EXERCISE INSTRUCTIONS: Print the listing that follows, character for character.

RECORD SET:
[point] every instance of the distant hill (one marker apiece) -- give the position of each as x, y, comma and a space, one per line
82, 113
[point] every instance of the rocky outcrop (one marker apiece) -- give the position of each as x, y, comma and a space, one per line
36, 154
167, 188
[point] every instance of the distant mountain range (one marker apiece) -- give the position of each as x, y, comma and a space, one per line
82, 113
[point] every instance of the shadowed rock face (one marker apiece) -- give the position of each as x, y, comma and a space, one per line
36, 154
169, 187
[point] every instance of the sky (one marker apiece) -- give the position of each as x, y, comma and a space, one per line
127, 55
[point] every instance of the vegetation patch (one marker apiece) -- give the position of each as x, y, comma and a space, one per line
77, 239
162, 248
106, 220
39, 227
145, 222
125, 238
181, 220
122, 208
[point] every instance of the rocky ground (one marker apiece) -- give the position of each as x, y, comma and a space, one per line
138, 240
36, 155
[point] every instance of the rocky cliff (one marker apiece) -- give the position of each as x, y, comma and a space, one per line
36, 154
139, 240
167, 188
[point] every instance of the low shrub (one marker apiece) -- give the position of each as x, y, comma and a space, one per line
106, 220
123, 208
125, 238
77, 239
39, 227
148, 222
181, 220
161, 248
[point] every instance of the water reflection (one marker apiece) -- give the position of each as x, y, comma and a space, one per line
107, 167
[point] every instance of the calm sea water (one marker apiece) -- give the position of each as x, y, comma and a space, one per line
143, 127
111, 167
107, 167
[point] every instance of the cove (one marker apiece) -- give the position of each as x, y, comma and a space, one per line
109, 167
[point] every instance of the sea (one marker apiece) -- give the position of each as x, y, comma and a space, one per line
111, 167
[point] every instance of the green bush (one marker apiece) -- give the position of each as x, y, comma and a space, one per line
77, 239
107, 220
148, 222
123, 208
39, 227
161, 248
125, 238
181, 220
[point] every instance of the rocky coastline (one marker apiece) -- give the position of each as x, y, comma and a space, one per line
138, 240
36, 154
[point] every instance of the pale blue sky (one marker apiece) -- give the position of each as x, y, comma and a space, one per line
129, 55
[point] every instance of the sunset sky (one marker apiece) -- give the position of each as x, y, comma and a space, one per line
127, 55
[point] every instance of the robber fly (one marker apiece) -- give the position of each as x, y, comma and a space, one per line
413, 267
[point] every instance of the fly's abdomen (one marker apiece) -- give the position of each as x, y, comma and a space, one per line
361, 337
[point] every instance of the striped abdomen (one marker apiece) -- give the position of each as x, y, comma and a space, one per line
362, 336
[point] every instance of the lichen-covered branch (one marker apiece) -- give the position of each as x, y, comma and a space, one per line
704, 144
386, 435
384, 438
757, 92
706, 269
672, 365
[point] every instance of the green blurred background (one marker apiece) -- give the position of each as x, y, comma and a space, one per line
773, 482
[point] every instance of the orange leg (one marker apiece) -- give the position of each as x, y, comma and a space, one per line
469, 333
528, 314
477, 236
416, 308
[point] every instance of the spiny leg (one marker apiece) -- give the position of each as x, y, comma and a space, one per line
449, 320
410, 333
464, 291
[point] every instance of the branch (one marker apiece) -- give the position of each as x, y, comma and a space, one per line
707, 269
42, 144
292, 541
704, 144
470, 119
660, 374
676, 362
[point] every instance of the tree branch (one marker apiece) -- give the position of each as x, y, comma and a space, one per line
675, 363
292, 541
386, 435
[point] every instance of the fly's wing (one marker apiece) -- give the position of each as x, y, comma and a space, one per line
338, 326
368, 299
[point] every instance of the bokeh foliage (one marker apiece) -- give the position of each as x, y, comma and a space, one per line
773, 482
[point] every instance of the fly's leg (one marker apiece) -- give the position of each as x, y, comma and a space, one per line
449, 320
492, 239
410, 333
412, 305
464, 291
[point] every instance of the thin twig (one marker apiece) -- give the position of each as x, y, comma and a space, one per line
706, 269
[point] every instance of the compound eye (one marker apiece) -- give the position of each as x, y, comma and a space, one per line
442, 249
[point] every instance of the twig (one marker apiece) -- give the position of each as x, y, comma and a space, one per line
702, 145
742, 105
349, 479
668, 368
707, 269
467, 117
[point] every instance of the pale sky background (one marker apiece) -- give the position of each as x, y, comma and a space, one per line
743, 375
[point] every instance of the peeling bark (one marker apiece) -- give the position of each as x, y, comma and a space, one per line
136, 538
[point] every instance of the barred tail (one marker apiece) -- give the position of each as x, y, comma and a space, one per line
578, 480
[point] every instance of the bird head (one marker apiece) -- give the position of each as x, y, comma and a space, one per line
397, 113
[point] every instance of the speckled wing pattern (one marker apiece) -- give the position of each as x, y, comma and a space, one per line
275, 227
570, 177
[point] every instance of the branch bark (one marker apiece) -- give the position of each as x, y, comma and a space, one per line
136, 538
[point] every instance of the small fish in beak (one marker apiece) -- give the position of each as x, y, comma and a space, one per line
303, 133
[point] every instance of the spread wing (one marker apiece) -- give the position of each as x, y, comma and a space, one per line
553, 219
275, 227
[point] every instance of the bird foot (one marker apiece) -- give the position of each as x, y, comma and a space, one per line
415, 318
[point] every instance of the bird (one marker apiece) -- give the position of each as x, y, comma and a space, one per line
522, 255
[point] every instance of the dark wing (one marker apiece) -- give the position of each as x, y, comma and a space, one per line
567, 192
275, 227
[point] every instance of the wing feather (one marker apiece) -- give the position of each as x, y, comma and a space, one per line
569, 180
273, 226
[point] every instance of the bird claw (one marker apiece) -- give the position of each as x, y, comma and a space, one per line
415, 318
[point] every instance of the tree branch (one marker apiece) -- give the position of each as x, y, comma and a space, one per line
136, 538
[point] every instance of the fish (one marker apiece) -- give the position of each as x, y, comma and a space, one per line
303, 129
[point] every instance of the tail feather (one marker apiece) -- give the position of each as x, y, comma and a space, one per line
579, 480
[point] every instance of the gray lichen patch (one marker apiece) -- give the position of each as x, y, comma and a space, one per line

SOLVED PROBLEM:
[point] every instance of the distant hill (one marker apiece) -- give the position of each as x, y, comma and a space, one per line
82, 113
[point] every instance of the rocky outcrop (one marker apiece) -- give the position of each as x, y, comma and a space, one per line
36, 154
167, 188
[point] every instance of the distant mountain range (one marker apiece) -- give the position of each as x, y, comma and a space, one per line
82, 113
[point] every instance of the shadowed rock face (one marker apiece) -- give the position of each as x, y, comma and a space, one per line
36, 154
169, 187
[point] every instance of the sky (one marker apiece) -- give the position of each as x, y, comma and a space, one per line
127, 55
[point] every instance of the vegetation patch (one marker apiece) -- give the position of each as x, y, comma and a space, one per line
77, 239
162, 248
106, 220
39, 227
145, 222
125, 238
181, 220
122, 208
[point] every instance of the rocky ground (one marker apiece) -- give the position of each as x, y, comma and a space, one per line
138, 240
36, 155
[point] every instance of the rocky cliff (one marker apiece) -- give the position of each as x, y, comma and a space, one per line
36, 154
139, 240
167, 188
[point] every instance of the low shrub (one marker apiece) -- give the position of each as x, y, comma and a space, one per line
106, 220
123, 208
125, 238
77, 239
39, 227
148, 222
181, 220
161, 248
[point] every instance of the water reflection (one marker apiece) -- give the position of each as x, y, comma and a space, one per line
107, 167
[point] every instance of the calm sea water (one marker apiece) -- give the position of each as x, y, comma and a space, one per line
143, 127
111, 167
107, 167
[point] every instance of the cove (one marker apiece) -- give the position of each as x, y, comma and a space, one per line
109, 167
[point] every instance of the sea (one marker apiece) -- give the position of each as x, y, comma and a space, one per line
111, 167
[point] every instance of the green bush (one marker apiece) -- give the position of each as x, y, comma and a space, one per line
77, 239
107, 220
148, 222
123, 208
39, 227
161, 248
125, 238
181, 220
[point] every instance of the rocky coastline (one marker apiece) -- give the position of each as x, y, comma and a space, one per line
138, 240
36, 154
[point] every instance of the pale blue sky (one marker apiece) -- give the position of each as x, y, comma and a space, one per line
129, 55
[point] every instance of the sunset sky (one marker apiece) -- give the position of each as x, y, comma and a space, one per line
127, 55
[point] every instance of the robber fly (one marker apiece) -- give the position of each as x, y, comma and a space, one per line
413, 267
[point] every instance of the fly's abdomen (one marker apiece) -- give the position of each as x, y, comma and a space, one per line
361, 337
[point] every instance of the striped abdomen (one marker apiece) -- give the position of each as x, y, comma and a space, one per line
362, 336
[point] every instance of the lichen-covered branch (one marker apiece) -- give the position of each as x, y, comma and a space, one per line
704, 144
386, 435
384, 438
757, 92
706, 269
672, 365
[point] every instance of the green blurred background (one marker apiece) -- give the position of each as x, y, comma and a space, one per line
773, 482
[point] every instance of the orange leg (one marker apiece) -- give the position of each as x, y, comma and a space, one per line
469, 333
528, 314
477, 236
416, 308
[point] every instance of the spiny leg (one marker apiece) -- give the position of each as x, y, comma and a space, one per line
449, 320
410, 333
464, 291
[point] every instance of the branch (one marker apiece) -- give the position of each as x, y, comma and a space, one per line
707, 269
42, 144
292, 541
704, 144
470, 119
660, 374
676, 362
[point] every instance of the tree branch (one marker apiece) -- give the position of each as x, y, comma and a space, one per line
675, 363
292, 541
386, 435
[point] every instance of the fly's wing (one marker apiece) -- give the position of each as x, y, comma and a space, one per line
338, 326
368, 299
[point] every instance of the bokeh foliage (one marker apiece) -- give the position of each as x, y, comma and a space, one per line
773, 482
[point] every instance of the fly's leg (one marker apiece) -- give the position of each as x, y, comma and a space, one per line
449, 320
492, 239
410, 333
412, 305
464, 291
[point] every instance of the thin twig (one marker apiece) -- give the position of each as x, y, comma and a space, one per line
706, 269
[point] every instance of the compound eye (one marker apiece) -- give the position of each as x, y, comma and a space, one per line
442, 249
[point] every instance of the twig (one marker apiece) -- give the position of each as x, y, comma and a space, one per line
702, 145
742, 105
349, 479
668, 368
707, 269
467, 117
[point] every instance of the pale sky background (one marker apiece) -- give the position of each as x, y, comma and a space, one per line
743, 375
[point] every instance of the peeling bark (one marker apiece) -- give the position of each as x, y, comma and a space, one per line
136, 538
[point] every instance of the barred tail (one marker apiece) -- give the position of each as x, y, comma and a space, one per line
578, 480
[point] every instance of the bird head (one marker apiece) -- give the position of each as x, y, comma and a space, one per line
397, 113
[point] every instance of the speckled wing pattern (one marker apiece) -- give the position of each as x, y, comma and a space, one per line
275, 227
570, 177
[point] every instance of the branch bark (one marker apiece) -- give the position of each as x, y, comma and a space, one per line
136, 538
[point] every instance of the small fish in beak (one marker apiece) -- give the position of each as x, y, comma and a space, one per line
303, 133
[point] every instance of the spread wing (one marker apiece) -- give the position of each as x, y, comma and a space, one per line
553, 219
275, 227
[point] every instance of the bird foot (one marker apiece) -- give the position of each as x, y, comma and a space, one per line
415, 318
[point] every instance of the bird (one marker apiece) -- give the position of each as x, y, comma and a space, one per line
522, 255
[point] every instance of the dark wing (one marker apiece) -- give the position of each as x, y, comma and a space, one per line
567, 192
275, 227
[point] every instance of the wing feather (one marker apiece) -- give the position of each as x, y, comma and a space, one per line
569, 180
273, 226
[point] every instance of the bird claw (one marker apiece) -- give the position of each as x, y, comma and a space, one per line
415, 318
[point] every instance of the tree branch (one marker apiece) -- give the position of each as x, y, comma and a space, one per line
136, 538
[point] every instance of the fish (one marker apiece) -- give the position of each as x, y, comma and a space, one per line
303, 129
[point] every instance of the tail feather (one marker apiece) -- give the position of each as x, y, comma and a space, one per line
579, 480
[point] every instance of the gray lichen patch (one marker apiece) -- give the position of each as x, y, comma and a space, one per line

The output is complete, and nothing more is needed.